### Extract to read

Muslim historians say that caliph Uthman (the third caliph, or successor of Muhammad, who had formerly been Muhammad's secretary), was the first to urge Muslims to write the Qur'an in a fixed form, and to record the hadith. Uthman's labors were cut short by his assassination, at the hands of aggrieved soldiers, in 656.
The Muslim community (ummah) then fell into a prolonged civil war, which Muslim historians call the Fitna. After the fourth caliph Ali ibn Abi Talib was assassinated in 661, the Umayyad dynasty seized control of the Islamic empire. Ummayad rule was interrupted by a second civil war (the Second Fitna), re-established, and ended in 758 when the Abbasid dynasty seized the caliphate, and held it, at least in name, until 1258.
Muslim historians say that hadith collection and evaluation continued during the first Fitna and the Umayyad period. However, much of this activity was presumably oral transmission from early Muslims to later collectors, or from teachers to students. If any of these early scholars committed any of these collections to writing, they have not survived. The histories and hadith collections we have today were written down at the start of the Abbasid period, more than a hundred years after Muhammad's death.
Scholars of the Abbasid period were faced with a huge corpus of miscellaneous traditions, some of them flatly contradicting each other. Many of these traditions supported differing views on a variety of controversial matters. Scholars had to decide which hadith were to be trusted as authentic and which had been invented for political or theological purposes. To do this, they used a number of techniques which Muslims now call the science of hadith.

### Data block
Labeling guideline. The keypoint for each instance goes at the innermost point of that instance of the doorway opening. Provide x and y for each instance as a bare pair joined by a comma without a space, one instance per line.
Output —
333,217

### Your objective
Copy out the passage above on early hadith collection and the caliphate in full, word for word.

### Problem solution
Muslim historians say that caliph Uthman (the third caliph, or successor of Muhammad, who had formerly been Muhammad's secretary), was the first to urge Muslims to write the Qur'an in a fixed form, and to record the hadith. Uthman's labors were cut short by his assassination, at the hands of aggrieved soldiers, in 656.
The Muslim community (ummah) then fell into a prolonged civil war, which Muslim historians call the Fitna. After the fourth caliph Ali ibn Abi Talib was assassinated in 661, the Umayyad dynasty seized control of the Islamic empire. Ummayad rule was interrupted by a second civil war (the Second Fitna), re-established, and ended in 758 when the Abbasid dynasty seized the caliphate, and held it, at least in name, until 1258.
Muslim historians say that hadith collection and evaluation continued during the first Fitna and the Umayyad period. However, much of this activity was presumably oral transmission from early Muslims to later collectors, or from teachers to students. If any of these early scholars committed any of these collections to writing, they have not survived. The histories and hadith collections we have today were written down at the start of the Abbasid period, more than a hundred years after Muhammad's death.
Scholars of the Abbasid period were faced with a huge corpus of miscellaneous traditions, some of them flatly contradicting each other. Many of these traditions supported differing views on a variety of controversial matters. Scholars had to decide which hadith were to be trusted as authentic and which had been invented for political or theological purposes. To do this, they used a number of techniques which Muslims now call the science of hadith.